_Goal of the exercise_. Examine the listing below and state how many of its lines contain the word "mountain". Write only the number.
☆ ☆ ☆
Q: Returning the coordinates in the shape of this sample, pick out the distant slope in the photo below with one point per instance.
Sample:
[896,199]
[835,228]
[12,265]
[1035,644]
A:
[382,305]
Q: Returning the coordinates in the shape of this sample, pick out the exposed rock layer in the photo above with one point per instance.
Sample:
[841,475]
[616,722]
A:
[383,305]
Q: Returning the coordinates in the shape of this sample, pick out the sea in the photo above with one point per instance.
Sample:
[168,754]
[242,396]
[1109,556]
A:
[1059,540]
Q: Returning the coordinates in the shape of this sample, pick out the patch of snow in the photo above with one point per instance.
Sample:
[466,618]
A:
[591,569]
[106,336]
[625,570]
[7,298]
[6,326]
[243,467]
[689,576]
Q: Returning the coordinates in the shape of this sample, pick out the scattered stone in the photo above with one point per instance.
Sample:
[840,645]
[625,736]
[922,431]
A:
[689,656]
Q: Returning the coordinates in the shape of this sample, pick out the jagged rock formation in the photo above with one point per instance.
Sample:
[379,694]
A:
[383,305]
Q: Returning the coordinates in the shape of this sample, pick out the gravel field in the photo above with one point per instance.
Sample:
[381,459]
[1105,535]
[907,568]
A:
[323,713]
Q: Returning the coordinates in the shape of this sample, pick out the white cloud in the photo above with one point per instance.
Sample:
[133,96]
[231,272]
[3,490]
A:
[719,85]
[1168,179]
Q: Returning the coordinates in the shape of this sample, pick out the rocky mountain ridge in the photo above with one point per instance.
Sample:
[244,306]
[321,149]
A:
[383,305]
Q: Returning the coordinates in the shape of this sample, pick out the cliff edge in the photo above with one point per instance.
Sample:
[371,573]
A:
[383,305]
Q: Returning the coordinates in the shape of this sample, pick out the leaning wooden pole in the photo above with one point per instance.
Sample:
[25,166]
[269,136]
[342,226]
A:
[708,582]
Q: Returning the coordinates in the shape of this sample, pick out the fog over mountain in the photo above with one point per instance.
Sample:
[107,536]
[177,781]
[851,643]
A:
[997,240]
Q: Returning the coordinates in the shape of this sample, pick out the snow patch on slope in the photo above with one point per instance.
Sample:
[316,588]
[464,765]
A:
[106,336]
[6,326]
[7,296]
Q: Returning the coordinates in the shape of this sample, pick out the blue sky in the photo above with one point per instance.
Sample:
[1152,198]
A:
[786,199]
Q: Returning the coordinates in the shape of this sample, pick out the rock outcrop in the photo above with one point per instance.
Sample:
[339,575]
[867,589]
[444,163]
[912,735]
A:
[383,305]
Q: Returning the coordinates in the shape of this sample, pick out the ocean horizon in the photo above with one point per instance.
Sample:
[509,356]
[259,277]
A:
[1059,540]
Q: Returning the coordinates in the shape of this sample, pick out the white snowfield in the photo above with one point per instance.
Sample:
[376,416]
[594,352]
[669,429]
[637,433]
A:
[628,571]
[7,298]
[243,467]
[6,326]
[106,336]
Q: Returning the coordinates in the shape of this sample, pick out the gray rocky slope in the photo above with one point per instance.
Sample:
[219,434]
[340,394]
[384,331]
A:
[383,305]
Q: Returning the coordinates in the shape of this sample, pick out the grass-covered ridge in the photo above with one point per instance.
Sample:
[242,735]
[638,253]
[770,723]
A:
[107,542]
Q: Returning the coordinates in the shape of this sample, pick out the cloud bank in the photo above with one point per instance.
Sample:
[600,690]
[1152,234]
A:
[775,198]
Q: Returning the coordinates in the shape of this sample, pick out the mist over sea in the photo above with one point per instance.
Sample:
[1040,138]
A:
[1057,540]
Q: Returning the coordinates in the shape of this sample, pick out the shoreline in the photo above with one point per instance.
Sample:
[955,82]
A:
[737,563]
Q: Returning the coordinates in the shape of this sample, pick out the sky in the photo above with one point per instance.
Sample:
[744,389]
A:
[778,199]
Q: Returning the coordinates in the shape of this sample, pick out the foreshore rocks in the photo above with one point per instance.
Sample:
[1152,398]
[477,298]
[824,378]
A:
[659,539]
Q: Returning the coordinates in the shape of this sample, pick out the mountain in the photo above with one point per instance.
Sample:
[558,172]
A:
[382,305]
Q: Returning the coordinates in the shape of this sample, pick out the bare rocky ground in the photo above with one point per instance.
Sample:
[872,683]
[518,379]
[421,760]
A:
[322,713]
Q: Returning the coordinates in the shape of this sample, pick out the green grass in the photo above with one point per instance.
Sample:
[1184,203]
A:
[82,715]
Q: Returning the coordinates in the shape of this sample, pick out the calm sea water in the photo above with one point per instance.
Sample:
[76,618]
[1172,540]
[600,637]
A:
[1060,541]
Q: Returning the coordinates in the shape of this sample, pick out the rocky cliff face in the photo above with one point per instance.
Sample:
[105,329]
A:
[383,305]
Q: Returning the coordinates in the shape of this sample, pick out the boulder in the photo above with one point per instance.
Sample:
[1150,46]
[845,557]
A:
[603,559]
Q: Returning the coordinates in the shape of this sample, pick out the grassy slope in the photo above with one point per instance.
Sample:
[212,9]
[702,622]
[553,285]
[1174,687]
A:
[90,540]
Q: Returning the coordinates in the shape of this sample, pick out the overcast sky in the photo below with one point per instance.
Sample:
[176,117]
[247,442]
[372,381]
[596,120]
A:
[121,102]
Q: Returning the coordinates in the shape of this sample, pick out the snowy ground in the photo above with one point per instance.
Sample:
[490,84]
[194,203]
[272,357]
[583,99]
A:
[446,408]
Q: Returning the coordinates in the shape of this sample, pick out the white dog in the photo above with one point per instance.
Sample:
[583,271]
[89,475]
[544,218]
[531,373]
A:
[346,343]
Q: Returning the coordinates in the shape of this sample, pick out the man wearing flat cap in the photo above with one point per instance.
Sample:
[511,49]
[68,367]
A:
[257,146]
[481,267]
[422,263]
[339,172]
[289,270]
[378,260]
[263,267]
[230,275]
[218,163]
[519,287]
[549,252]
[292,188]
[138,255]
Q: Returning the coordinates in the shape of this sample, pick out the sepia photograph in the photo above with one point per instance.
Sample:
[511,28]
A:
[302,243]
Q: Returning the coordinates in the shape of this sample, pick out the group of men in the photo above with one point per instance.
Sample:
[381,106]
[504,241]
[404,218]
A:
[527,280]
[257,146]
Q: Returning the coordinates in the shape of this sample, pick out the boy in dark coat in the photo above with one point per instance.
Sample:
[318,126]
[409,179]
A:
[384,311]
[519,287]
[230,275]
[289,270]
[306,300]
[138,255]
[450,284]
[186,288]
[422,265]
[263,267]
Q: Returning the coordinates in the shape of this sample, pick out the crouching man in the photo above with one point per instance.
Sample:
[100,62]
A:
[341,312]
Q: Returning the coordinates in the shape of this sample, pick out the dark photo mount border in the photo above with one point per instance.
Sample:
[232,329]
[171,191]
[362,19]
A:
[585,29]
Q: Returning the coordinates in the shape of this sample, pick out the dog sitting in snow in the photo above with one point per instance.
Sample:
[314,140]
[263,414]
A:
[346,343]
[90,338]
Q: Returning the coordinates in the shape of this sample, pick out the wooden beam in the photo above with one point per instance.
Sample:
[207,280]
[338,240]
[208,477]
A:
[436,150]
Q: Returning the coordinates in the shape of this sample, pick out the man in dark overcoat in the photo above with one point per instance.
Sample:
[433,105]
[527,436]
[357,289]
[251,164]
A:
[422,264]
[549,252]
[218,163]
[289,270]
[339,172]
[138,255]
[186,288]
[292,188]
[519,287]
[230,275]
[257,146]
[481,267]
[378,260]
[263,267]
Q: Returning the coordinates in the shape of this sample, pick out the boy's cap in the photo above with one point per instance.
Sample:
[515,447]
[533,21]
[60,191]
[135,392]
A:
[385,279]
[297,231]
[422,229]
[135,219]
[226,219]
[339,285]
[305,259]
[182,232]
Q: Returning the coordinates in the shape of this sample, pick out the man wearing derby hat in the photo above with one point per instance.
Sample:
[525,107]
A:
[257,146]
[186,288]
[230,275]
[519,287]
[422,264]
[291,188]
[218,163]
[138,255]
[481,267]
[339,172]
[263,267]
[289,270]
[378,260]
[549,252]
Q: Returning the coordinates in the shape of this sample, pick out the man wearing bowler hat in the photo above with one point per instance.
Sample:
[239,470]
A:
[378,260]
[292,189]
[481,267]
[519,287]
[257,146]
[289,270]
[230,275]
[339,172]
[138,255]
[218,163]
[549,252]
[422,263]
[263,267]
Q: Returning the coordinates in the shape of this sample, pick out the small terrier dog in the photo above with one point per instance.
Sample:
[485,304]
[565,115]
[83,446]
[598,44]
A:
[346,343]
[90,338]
☆ ☆ ☆
_Task solution_. 3